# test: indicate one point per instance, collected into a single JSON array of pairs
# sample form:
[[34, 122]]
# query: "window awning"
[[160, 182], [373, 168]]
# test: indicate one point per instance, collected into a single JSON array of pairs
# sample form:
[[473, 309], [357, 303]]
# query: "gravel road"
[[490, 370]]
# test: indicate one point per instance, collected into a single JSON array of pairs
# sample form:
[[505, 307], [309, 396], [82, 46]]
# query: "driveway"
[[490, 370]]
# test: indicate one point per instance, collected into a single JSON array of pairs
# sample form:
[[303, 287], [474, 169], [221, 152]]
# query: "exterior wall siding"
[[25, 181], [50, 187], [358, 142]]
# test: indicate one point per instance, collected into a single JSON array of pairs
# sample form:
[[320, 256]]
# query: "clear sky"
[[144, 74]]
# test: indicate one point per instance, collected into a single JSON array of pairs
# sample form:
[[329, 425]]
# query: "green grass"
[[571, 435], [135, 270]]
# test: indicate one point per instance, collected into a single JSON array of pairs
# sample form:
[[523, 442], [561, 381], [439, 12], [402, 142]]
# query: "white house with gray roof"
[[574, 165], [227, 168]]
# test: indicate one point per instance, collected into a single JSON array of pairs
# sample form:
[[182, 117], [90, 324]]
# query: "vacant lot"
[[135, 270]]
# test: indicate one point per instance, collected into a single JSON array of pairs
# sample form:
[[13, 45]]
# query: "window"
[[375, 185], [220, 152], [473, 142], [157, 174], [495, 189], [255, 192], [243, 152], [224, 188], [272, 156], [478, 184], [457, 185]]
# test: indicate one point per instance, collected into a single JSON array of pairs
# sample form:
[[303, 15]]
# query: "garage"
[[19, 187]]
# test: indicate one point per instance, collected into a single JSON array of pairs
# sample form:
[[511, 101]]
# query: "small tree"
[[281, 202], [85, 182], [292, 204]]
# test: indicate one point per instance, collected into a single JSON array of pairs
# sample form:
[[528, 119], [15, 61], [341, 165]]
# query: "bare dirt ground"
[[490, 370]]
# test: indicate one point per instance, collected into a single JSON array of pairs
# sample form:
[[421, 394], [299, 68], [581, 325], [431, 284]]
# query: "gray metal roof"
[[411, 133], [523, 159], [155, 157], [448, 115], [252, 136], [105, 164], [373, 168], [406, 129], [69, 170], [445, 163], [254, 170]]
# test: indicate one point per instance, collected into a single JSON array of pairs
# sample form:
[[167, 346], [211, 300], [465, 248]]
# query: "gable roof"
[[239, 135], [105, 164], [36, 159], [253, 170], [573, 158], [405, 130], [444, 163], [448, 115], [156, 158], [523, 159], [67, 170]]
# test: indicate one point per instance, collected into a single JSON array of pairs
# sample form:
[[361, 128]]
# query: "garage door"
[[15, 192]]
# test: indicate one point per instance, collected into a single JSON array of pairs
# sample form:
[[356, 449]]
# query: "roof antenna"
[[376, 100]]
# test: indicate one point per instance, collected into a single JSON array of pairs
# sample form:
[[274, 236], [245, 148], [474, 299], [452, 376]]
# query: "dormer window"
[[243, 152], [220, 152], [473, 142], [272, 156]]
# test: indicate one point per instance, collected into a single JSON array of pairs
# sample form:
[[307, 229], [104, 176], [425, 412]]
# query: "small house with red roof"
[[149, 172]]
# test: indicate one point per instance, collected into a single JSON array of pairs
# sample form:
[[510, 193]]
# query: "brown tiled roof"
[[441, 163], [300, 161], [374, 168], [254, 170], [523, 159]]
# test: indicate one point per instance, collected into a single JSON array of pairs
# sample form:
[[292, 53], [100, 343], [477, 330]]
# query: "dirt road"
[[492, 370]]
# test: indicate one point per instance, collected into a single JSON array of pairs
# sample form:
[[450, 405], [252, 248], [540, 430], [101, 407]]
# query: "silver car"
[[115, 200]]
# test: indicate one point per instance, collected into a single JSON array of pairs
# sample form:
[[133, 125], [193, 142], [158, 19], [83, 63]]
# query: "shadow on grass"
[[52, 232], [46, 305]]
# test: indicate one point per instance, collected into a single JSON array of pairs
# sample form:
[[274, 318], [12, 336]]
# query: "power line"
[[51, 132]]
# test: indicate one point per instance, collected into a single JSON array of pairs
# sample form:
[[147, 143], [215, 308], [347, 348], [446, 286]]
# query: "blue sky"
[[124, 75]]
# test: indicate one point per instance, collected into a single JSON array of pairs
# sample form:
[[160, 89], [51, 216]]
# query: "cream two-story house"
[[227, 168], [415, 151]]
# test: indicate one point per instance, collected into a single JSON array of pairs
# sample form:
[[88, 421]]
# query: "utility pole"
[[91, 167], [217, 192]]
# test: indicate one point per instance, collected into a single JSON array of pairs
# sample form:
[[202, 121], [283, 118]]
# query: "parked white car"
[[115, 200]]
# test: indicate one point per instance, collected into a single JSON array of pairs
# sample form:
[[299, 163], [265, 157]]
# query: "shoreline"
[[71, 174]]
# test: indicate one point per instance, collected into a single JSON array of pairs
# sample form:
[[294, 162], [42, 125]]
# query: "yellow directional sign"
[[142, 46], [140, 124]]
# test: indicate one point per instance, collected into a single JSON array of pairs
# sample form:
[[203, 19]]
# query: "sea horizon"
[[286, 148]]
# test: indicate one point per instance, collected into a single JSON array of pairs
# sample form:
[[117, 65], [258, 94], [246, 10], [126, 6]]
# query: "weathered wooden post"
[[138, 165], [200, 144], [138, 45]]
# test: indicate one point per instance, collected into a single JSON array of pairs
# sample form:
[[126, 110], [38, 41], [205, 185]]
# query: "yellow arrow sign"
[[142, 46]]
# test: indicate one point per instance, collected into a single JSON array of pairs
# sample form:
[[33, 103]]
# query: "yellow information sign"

- - - -

Copy the entries from the top through the line containing "184], [457, 185]]", replacing "sample form" with "template" wherever it appears and leaving everything else the same.

# test: indicate one point per instance, collected into a single JSON array of pairs
# template:
[[34, 122]]
# query: "window awning"
[[160, 182], [373, 168]]
# test: indicate one point per instance, collected into a single JSON array of pairs
# template:
[[473, 309], [357, 303]]
# query: "gravel road"
[[490, 370]]
# test: indicate one point per instance, collected into a single JSON array of pairs
# template:
[[505, 307], [309, 396], [82, 46]]
# query: "driveway"
[[490, 370]]
# test: indicate one point per instance, collected into a single JSON array of pairs
# template:
[[303, 287], [474, 169], [221, 152]]
# query: "exterior wall siding"
[[25, 181], [50, 187], [358, 142]]
# test: indicate one point per instance, collected into a single JSON array of pairs
# template:
[[320, 256]]
# query: "clear sky"
[[144, 74]]
# test: indicate one point per instance, collected into a single JSON array of pairs
# template:
[[329, 425]]
# query: "green grass"
[[571, 435], [135, 270]]
# test: indicate one point per instance, collected into a single JSON array of pairs
# template:
[[523, 442], [561, 381], [439, 12], [402, 142]]
# query: "white house with gray roof"
[[574, 165], [227, 168]]
# test: indicate one point per instance, collected into a single JSON array of pairs
# template:
[[182, 117], [90, 324]]
# query: "vacant lot"
[[135, 270]]
# test: indicate one point per instance, collected into a single JSON array of pairs
# template:
[[13, 45]]
# query: "window"
[[375, 185], [220, 152], [473, 142], [157, 174], [495, 189], [255, 192], [243, 152], [224, 188], [272, 156], [478, 184], [457, 185]]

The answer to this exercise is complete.